--- What to do ---
From the records below, pick out every line that contains the string "flag". Letter case counts.

Stored data:
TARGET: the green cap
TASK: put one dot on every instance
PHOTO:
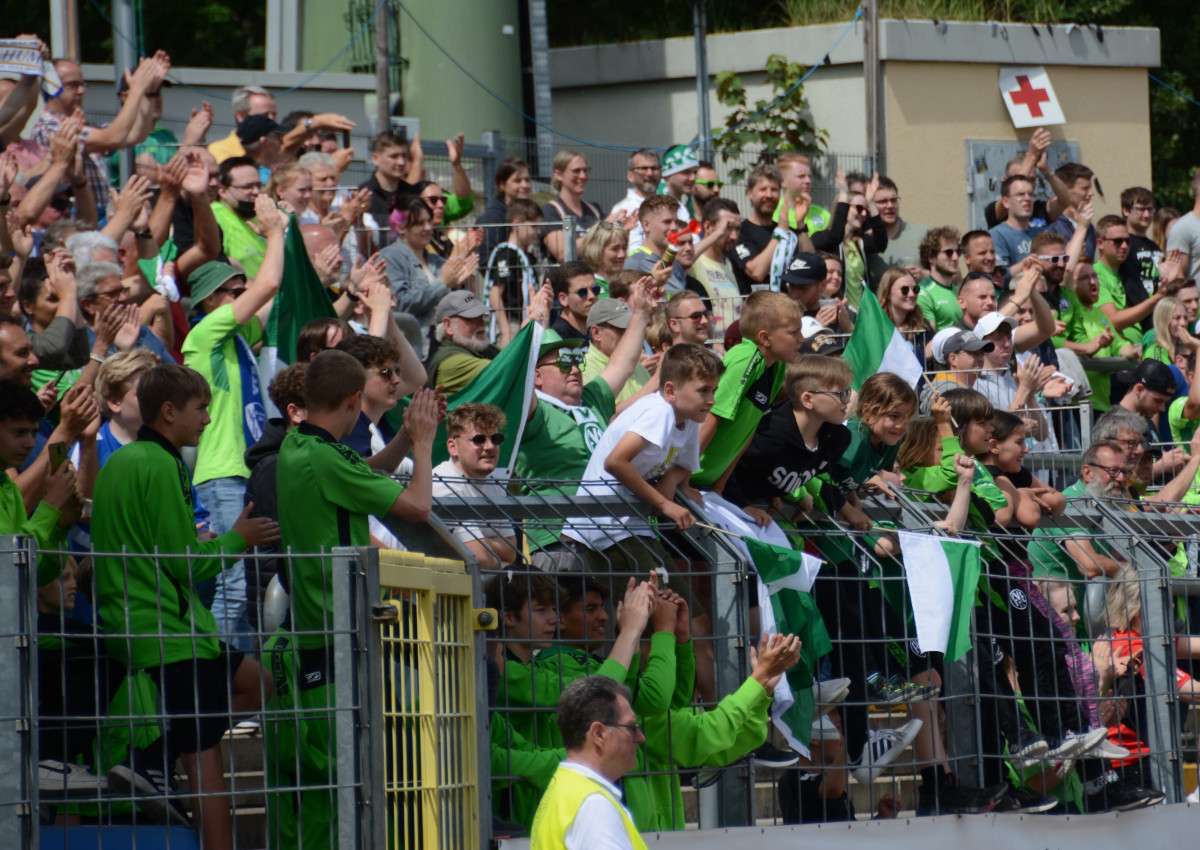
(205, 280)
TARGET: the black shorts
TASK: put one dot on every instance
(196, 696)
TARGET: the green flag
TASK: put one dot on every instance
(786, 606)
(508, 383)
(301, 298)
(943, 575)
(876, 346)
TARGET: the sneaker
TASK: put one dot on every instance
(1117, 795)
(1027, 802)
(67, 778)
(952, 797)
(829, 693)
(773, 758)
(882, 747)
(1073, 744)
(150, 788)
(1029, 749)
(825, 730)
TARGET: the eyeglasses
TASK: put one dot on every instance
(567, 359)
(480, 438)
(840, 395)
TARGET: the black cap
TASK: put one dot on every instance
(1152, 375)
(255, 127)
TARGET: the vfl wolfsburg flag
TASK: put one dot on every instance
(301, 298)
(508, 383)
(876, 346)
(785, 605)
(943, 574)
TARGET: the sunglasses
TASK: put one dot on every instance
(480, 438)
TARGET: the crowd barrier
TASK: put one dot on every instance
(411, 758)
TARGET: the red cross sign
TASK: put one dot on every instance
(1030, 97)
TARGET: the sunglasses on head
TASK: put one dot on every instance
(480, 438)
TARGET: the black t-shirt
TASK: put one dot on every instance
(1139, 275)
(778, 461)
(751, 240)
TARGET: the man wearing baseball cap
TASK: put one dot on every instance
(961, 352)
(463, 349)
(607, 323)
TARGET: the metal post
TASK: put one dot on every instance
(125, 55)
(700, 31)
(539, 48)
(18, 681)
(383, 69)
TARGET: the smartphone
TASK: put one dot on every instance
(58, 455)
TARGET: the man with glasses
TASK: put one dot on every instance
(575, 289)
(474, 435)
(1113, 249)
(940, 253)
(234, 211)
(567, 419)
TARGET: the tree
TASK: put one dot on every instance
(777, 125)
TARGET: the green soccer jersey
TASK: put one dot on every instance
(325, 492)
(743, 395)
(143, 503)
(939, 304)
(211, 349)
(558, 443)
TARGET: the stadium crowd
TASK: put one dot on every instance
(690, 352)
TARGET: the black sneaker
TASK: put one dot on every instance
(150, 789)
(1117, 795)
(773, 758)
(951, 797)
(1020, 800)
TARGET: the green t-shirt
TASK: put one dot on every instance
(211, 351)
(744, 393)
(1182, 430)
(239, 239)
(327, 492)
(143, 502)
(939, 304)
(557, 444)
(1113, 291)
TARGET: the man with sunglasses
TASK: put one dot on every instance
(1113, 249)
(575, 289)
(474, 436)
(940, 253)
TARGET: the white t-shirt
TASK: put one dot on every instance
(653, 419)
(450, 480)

---

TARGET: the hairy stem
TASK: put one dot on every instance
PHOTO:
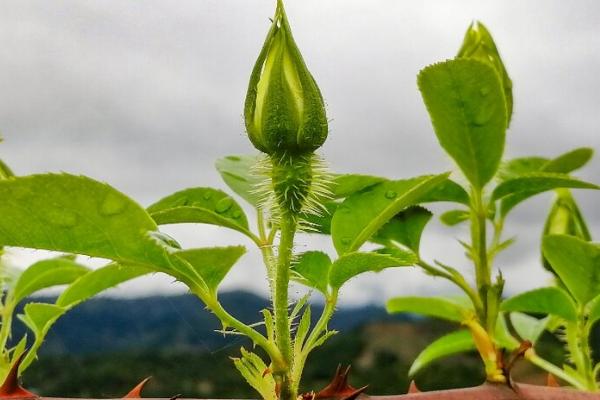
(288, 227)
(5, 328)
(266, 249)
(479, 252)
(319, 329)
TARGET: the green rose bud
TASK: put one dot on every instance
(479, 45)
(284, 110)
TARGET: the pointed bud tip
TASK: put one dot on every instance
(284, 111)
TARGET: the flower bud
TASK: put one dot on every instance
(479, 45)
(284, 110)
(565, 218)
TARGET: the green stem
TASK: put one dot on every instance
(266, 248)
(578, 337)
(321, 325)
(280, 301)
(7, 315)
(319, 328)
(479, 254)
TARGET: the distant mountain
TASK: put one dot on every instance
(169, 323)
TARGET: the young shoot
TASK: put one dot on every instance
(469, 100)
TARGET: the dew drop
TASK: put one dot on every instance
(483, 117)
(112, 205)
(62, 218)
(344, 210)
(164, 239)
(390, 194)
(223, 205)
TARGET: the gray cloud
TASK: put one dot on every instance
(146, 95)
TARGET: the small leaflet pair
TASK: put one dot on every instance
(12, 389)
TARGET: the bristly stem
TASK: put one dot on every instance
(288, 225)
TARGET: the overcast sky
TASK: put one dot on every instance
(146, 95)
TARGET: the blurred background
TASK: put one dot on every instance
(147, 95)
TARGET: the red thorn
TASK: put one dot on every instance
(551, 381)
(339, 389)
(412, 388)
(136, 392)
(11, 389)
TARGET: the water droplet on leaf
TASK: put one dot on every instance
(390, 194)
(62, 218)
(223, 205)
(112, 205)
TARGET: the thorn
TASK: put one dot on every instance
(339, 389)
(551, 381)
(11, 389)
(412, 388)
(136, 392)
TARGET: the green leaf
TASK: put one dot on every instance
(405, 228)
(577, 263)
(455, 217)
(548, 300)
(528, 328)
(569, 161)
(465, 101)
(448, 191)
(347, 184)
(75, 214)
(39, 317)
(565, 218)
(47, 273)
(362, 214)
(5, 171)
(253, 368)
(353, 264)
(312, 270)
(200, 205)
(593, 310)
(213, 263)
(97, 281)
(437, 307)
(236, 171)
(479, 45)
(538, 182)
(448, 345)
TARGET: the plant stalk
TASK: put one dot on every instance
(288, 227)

--

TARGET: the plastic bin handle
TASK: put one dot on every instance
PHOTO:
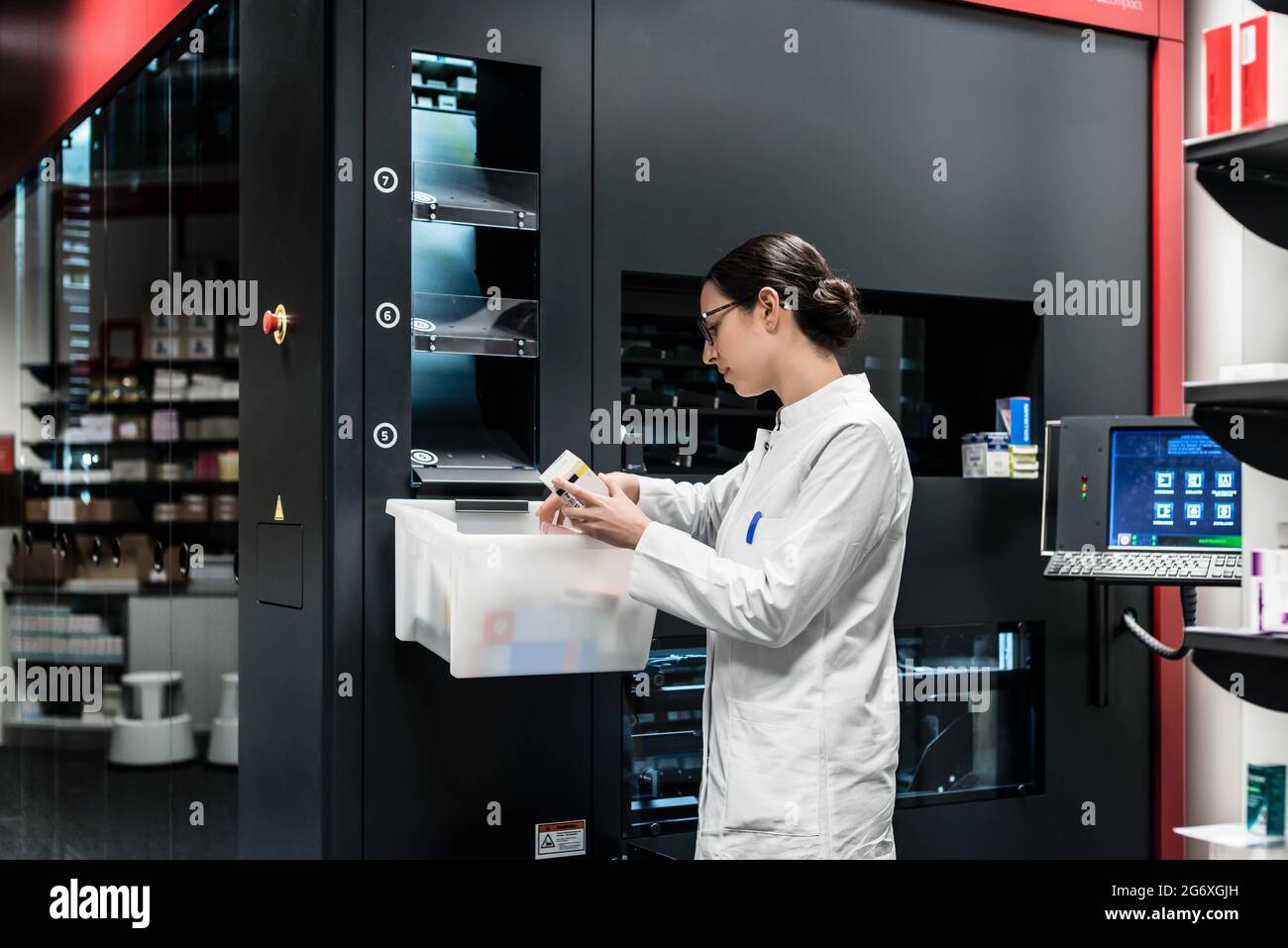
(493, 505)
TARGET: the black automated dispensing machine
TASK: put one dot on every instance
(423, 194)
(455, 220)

--- Answer to this task ---
TARGET: the green flag
TARGET: the vfl wolfsburg flag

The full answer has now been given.